▶ _Written exercise_
Which lines of the records below contain the string "cluster"? List every such line in full.
— Start of Data shown —
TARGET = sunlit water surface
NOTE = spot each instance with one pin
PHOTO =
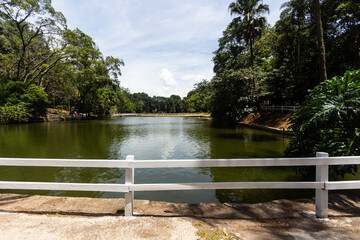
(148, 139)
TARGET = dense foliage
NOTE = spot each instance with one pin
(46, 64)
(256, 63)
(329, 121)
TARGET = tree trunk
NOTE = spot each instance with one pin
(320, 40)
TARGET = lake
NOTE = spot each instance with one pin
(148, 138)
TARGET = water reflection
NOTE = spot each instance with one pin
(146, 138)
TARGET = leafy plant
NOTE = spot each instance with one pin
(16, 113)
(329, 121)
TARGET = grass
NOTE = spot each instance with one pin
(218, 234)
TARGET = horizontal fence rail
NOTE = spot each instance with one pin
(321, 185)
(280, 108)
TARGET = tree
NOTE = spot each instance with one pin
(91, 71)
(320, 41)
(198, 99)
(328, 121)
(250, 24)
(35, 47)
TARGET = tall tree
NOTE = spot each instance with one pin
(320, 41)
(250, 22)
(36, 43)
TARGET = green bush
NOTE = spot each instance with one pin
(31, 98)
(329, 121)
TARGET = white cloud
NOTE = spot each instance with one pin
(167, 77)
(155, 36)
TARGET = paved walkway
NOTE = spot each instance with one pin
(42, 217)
— End of Data shown —
— Start of Data shown —
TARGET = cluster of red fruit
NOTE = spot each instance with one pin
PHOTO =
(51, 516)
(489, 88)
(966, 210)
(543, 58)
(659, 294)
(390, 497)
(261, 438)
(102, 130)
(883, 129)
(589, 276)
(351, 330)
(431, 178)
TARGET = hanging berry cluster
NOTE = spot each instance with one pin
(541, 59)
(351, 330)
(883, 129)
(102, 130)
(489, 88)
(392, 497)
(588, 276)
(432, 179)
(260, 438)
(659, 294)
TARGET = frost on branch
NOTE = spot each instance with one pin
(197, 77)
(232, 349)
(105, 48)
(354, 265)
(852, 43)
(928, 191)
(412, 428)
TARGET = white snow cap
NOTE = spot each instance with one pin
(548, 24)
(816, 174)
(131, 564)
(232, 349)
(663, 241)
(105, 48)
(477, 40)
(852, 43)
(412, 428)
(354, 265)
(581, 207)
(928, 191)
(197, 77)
— End of Data shown —
▶ _Problem solution_
TARGET = cluster of red fruit
TARGET = hanging berry cluster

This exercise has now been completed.